_PROBLEM STATEMENT_. Output the lines of the material starting at the line containing "Every instance of the tree shadow" and ending at the line containing "x=501, y=107" as a JSON list of strings, one string per line, skipping blank lines.

_THE INPUT_.
----

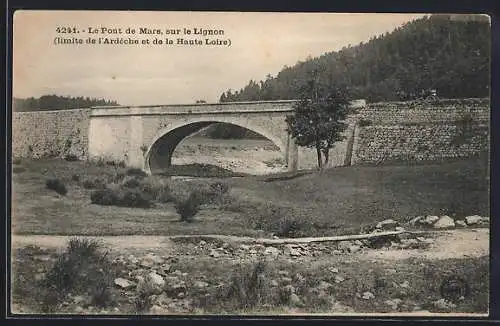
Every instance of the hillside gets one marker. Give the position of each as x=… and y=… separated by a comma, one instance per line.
x=54, y=102
x=449, y=53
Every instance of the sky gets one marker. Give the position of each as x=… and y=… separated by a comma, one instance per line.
x=144, y=74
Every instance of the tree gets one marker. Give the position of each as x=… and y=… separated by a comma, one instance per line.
x=319, y=117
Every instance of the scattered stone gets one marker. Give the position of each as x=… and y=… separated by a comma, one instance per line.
x=215, y=253
x=386, y=224
x=429, y=220
x=339, y=279
x=200, y=284
x=405, y=285
x=394, y=303
x=444, y=222
x=283, y=273
x=272, y=251
x=416, y=220
x=368, y=295
x=324, y=285
x=444, y=305
x=123, y=283
x=354, y=248
x=295, y=300
x=333, y=269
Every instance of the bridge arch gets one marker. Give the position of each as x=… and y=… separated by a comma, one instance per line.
x=160, y=151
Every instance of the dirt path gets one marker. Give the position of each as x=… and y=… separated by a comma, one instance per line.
x=448, y=244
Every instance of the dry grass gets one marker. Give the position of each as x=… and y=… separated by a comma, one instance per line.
x=339, y=201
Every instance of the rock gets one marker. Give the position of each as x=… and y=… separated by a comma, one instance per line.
x=405, y=285
x=344, y=245
x=416, y=220
x=394, y=303
x=150, y=260
x=283, y=273
x=295, y=300
x=444, y=222
x=386, y=224
x=324, y=285
x=272, y=251
x=123, y=283
x=290, y=289
x=354, y=248
x=215, y=253
x=200, y=284
x=473, y=219
x=443, y=305
x=156, y=280
x=333, y=269
x=368, y=295
x=244, y=247
x=429, y=220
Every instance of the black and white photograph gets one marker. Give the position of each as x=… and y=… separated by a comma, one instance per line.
x=169, y=163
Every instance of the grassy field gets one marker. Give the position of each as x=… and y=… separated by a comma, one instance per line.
x=339, y=201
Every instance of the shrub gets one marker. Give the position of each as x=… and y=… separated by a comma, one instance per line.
x=136, y=172
x=18, y=169
x=71, y=158
x=133, y=198
x=123, y=197
x=81, y=270
x=56, y=185
x=104, y=197
x=187, y=208
x=94, y=183
x=249, y=287
x=219, y=187
x=365, y=123
x=131, y=182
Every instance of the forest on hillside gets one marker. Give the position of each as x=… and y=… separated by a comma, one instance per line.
x=54, y=102
x=448, y=53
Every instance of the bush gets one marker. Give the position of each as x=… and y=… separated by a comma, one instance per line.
x=249, y=288
x=122, y=197
x=81, y=270
x=71, y=158
x=136, y=172
x=94, y=183
x=187, y=208
x=131, y=182
x=365, y=123
x=18, y=169
x=104, y=197
x=56, y=185
x=219, y=187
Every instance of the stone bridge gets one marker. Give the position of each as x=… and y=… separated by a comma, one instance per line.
x=146, y=136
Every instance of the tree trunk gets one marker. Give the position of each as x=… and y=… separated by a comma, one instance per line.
x=320, y=162
x=326, y=153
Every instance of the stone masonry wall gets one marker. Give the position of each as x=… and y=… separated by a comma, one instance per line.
x=419, y=131
x=50, y=133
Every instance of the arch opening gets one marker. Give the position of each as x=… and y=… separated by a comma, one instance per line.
x=256, y=152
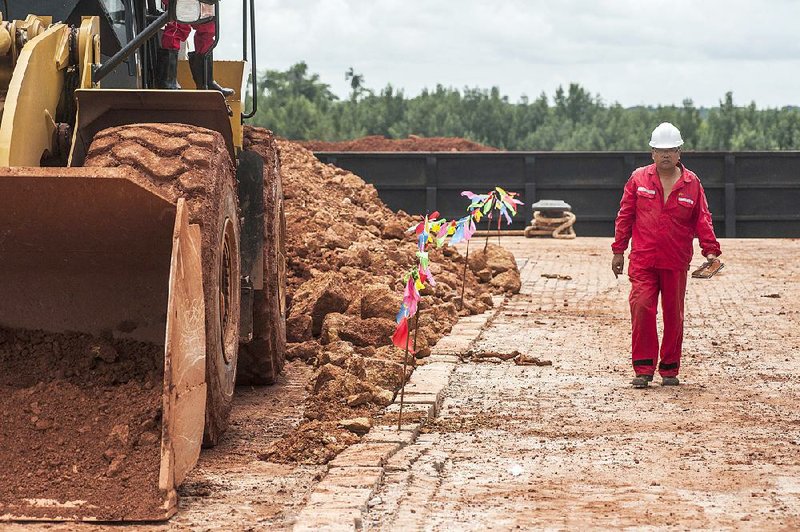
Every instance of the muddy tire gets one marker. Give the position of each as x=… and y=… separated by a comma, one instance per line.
x=262, y=360
x=193, y=163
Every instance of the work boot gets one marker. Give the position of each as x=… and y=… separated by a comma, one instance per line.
x=670, y=381
x=167, y=69
x=202, y=67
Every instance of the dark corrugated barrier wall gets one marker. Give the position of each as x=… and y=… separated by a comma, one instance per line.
x=751, y=194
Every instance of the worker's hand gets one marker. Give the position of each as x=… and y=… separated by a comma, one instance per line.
x=617, y=263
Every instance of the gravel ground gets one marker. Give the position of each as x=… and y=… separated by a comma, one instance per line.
x=574, y=446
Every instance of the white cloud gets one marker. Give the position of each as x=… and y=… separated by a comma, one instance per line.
x=634, y=52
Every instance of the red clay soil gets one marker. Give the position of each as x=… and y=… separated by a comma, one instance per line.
x=412, y=143
x=80, y=420
x=339, y=230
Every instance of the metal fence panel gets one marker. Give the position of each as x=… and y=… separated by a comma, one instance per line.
x=750, y=194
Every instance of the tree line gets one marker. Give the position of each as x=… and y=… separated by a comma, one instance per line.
x=298, y=105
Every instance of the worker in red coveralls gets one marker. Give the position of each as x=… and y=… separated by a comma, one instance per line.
x=663, y=208
x=201, y=61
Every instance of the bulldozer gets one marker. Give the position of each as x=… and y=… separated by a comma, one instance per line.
x=132, y=220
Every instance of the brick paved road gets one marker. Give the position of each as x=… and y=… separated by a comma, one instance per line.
x=573, y=446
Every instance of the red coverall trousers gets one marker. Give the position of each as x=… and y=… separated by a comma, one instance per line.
x=646, y=284
x=662, y=233
x=176, y=33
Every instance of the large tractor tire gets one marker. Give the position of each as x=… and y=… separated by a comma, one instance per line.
x=193, y=163
x=262, y=359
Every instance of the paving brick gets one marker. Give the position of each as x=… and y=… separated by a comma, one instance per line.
x=393, y=410
x=330, y=496
x=328, y=520
x=446, y=359
x=351, y=477
x=389, y=435
x=365, y=455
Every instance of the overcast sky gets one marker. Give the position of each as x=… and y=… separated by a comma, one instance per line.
x=631, y=52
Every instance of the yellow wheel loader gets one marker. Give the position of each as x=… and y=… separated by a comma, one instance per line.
x=141, y=258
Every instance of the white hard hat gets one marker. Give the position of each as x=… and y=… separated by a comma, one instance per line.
x=666, y=136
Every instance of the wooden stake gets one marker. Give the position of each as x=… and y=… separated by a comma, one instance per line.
x=464, y=278
x=403, y=384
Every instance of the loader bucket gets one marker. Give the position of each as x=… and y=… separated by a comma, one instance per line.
x=102, y=347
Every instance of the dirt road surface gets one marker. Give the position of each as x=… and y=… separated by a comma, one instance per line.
x=573, y=446
x=569, y=445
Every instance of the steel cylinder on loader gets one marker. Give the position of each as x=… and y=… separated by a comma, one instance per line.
x=134, y=245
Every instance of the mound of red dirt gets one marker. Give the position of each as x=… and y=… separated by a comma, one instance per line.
x=412, y=143
x=346, y=253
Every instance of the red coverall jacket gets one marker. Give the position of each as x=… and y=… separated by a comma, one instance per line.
x=663, y=233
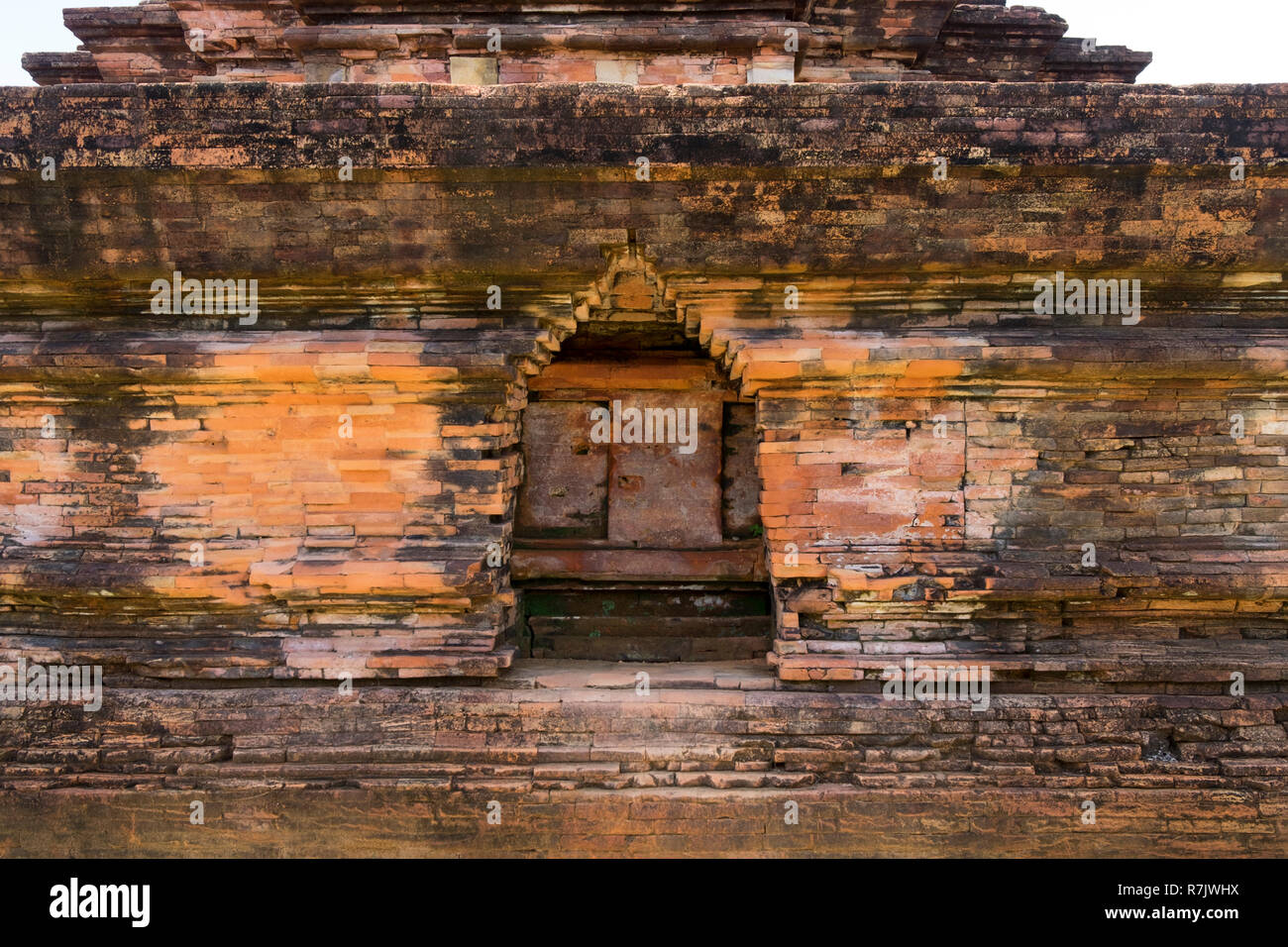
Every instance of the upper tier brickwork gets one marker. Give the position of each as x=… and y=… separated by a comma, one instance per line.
x=648, y=43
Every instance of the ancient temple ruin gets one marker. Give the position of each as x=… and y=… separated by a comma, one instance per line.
x=387, y=382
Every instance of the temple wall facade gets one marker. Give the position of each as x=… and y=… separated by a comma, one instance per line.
x=329, y=487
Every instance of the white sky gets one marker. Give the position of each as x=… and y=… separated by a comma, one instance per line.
x=1192, y=40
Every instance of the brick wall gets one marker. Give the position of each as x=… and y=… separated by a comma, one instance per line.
x=914, y=302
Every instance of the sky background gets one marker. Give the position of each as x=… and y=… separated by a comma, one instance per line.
x=1192, y=40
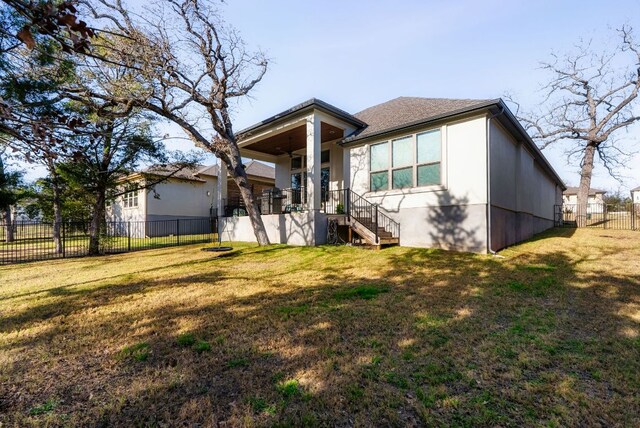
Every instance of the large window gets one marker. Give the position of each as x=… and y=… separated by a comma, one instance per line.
x=411, y=161
x=131, y=199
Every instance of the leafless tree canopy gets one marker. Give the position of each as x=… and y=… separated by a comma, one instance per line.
x=589, y=97
x=190, y=67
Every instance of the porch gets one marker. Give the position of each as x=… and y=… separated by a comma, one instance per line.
x=288, y=220
x=312, y=179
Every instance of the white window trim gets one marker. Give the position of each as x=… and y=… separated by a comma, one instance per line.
x=414, y=189
x=130, y=196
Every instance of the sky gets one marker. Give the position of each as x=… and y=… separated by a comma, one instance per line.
x=355, y=54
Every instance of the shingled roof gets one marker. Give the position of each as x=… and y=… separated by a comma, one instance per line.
x=188, y=173
x=407, y=111
x=253, y=168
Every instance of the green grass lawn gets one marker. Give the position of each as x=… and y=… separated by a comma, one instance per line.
x=548, y=334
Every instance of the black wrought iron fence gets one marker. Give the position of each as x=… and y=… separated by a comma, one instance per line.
x=31, y=241
x=606, y=216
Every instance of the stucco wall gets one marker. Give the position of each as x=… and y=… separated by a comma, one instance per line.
x=306, y=228
x=452, y=215
x=522, y=193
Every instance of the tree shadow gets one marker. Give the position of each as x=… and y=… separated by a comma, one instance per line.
x=450, y=228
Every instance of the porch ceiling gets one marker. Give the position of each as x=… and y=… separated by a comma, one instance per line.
x=292, y=140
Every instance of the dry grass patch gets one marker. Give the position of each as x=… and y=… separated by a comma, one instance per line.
x=547, y=335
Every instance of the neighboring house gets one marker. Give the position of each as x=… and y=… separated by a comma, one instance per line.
x=190, y=193
x=595, y=201
x=635, y=195
x=456, y=174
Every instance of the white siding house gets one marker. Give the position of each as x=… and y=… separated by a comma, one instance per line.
x=188, y=194
x=455, y=174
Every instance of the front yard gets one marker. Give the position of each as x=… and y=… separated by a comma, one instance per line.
x=547, y=335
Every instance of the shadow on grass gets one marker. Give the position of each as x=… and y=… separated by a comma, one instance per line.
x=426, y=337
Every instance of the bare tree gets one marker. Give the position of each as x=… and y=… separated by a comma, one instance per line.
x=589, y=98
x=191, y=67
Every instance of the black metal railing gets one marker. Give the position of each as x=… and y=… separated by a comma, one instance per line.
x=368, y=214
x=32, y=241
x=341, y=201
x=606, y=216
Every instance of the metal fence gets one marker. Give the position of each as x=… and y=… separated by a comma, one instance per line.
x=31, y=241
x=606, y=216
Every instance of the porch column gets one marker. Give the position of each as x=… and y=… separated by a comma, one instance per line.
x=221, y=190
x=313, y=162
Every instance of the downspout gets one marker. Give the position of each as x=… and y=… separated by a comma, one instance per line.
x=501, y=107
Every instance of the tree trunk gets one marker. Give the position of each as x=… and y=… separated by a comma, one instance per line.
x=97, y=219
x=57, y=217
x=585, y=184
x=8, y=224
x=240, y=177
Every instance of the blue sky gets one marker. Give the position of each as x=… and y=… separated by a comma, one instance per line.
x=355, y=54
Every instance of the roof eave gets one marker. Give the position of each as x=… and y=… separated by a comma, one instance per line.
x=353, y=139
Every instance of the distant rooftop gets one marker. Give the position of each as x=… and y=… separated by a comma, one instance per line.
x=574, y=191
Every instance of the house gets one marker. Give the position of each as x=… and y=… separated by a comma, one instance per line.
x=189, y=193
x=595, y=201
x=450, y=173
x=635, y=195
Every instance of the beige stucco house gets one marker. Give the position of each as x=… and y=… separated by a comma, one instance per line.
x=455, y=174
x=190, y=193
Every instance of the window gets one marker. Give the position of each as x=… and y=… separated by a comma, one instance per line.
x=411, y=161
x=131, y=199
x=325, y=156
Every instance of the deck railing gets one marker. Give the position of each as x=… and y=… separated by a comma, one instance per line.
x=607, y=216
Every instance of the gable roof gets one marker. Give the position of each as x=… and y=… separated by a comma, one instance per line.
x=574, y=191
x=310, y=104
x=404, y=112
x=253, y=168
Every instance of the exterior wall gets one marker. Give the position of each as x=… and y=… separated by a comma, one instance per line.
x=522, y=194
x=452, y=215
x=181, y=199
x=305, y=228
x=336, y=167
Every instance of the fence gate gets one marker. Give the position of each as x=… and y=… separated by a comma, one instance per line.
x=605, y=216
x=30, y=241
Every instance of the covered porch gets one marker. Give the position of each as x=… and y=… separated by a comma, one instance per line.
x=312, y=179
x=310, y=166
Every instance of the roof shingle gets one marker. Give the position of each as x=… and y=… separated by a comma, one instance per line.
x=404, y=111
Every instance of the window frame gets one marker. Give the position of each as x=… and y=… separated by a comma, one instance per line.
x=130, y=199
x=414, y=165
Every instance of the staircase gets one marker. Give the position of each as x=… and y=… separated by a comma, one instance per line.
x=365, y=218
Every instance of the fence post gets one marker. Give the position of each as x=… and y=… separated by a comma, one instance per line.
x=348, y=201
x=375, y=213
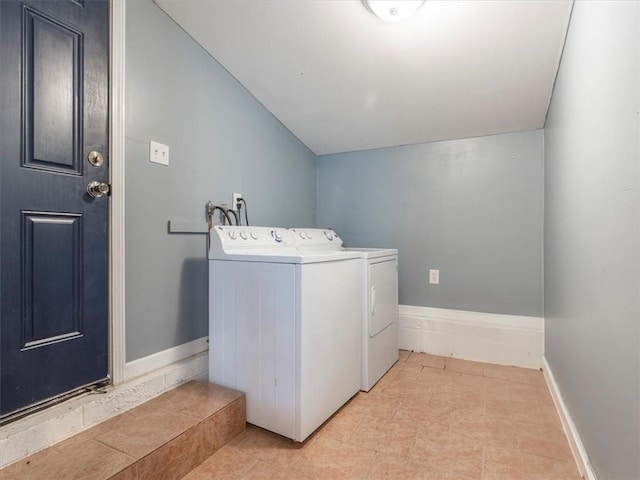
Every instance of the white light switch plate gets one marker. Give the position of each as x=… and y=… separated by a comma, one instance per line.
x=158, y=153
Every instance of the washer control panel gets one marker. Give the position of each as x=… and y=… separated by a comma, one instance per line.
x=227, y=237
x=316, y=237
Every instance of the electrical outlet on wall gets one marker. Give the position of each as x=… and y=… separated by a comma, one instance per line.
x=158, y=153
x=236, y=198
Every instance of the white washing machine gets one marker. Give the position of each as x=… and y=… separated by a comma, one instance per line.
x=379, y=293
x=284, y=327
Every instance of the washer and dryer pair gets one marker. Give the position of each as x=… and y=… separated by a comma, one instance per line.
x=286, y=323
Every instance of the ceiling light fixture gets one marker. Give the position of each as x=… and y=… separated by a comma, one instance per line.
x=393, y=10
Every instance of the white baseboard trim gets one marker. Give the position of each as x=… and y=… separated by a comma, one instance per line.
x=166, y=357
x=570, y=429
x=40, y=430
x=482, y=337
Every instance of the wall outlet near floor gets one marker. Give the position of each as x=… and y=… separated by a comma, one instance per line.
x=434, y=277
x=158, y=153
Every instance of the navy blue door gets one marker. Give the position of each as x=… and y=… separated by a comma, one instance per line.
x=53, y=234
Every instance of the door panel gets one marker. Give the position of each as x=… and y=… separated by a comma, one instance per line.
x=52, y=69
x=53, y=235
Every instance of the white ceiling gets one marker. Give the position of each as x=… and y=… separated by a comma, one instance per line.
x=341, y=79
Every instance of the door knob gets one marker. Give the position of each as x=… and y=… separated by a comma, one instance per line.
x=97, y=189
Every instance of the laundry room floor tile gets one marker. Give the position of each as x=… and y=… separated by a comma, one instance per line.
x=428, y=418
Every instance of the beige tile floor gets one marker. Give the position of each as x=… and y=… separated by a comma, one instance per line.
x=430, y=418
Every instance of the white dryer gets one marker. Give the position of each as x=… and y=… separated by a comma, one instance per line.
x=284, y=327
x=379, y=295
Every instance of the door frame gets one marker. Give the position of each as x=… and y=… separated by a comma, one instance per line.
x=117, y=338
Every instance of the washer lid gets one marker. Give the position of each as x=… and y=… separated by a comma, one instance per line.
x=374, y=252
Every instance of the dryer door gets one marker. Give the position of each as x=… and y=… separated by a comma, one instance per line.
x=383, y=295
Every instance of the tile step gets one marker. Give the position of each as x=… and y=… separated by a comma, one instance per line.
x=162, y=439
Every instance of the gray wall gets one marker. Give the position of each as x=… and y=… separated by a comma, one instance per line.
x=222, y=140
x=592, y=243
x=471, y=208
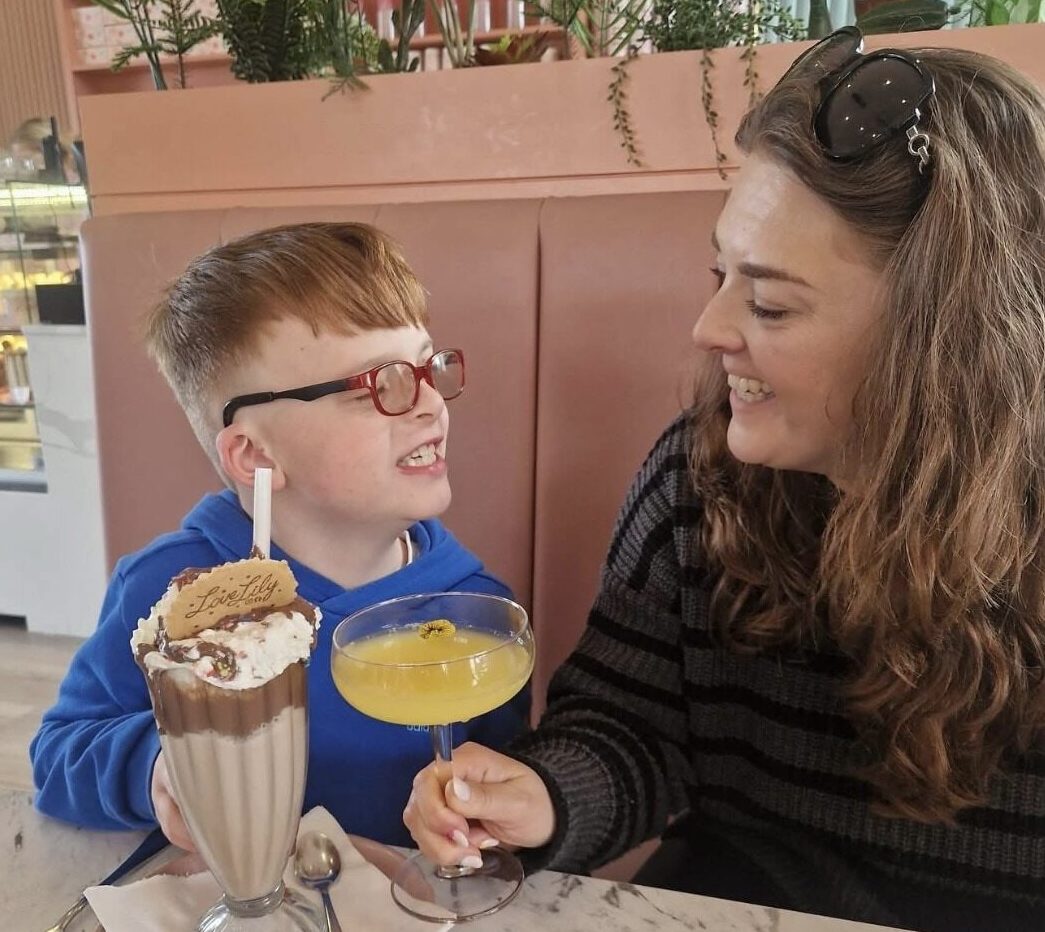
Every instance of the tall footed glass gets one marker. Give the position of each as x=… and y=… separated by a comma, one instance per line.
x=237, y=761
x=433, y=659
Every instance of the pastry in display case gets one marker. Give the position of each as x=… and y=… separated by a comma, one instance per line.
x=39, y=283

----

_OUTPUT_.
[
  "Every instance of the tree shadow gets one marker. Give the position of each as x=… and y=… separated by a comma, one instance per line.",
  "x=450, y=228",
  "Every instance of the porch ceiling gets one marker. Give the position of each as x=… and y=… separated by a comma, one instance per line.",
  "x=292, y=140",
  "Every instance of the dry grass patch gets one marker. Give the position of each as x=… and y=… separated by a comma, one instance per line.",
  "x=547, y=335",
  "Every instance of the neighboring house gets one marker. Give the position of each as x=… and y=… separated by a comma, one instance per line.",
  "x=190, y=193",
  "x=595, y=201",
  "x=635, y=195",
  "x=456, y=174",
  "Every instance of the white siding house gets one marker. Give the position of each as x=… and y=… separated by a comma, one instance per line.",
  "x=188, y=194",
  "x=455, y=174",
  "Every instance of the front yard gets one marker. Give the position of each as x=… and y=… separated by a comma, one instance per line.",
  "x=547, y=335",
  "Every instance of the shadow on grass gets one marker. Give the position of each as x=… and y=… separated by a comma, one instance per line.",
  "x=426, y=337",
  "Every instance of the bare tree gets one marker. Give the position of each as x=… and y=… separated by a comma, one instance per line.",
  "x=589, y=98",
  "x=191, y=67",
  "Every instance of the black metal railing gets one marker. Give the position of each as x=… and y=… separated by a comma, one instance per line.",
  "x=368, y=214",
  "x=32, y=241",
  "x=341, y=201",
  "x=606, y=216",
  "Every instance of the metal fence gets one marker. Give the position of each as x=… and y=… separated by a comma, one instance per line.",
  "x=31, y=241",
  "x=606, y=216",
  "Every instance of the porch column gets one marker. Give the position of each as x=… and y=… separated by a comma, one instance per line.",
  "x=221, y=190",
  "x=313, y=162",
  "Every instance of the downspout gets one marker. Give the position of each as x=… and y=… separated by a comma, one instance per line.",
  "x=501, y=107"
]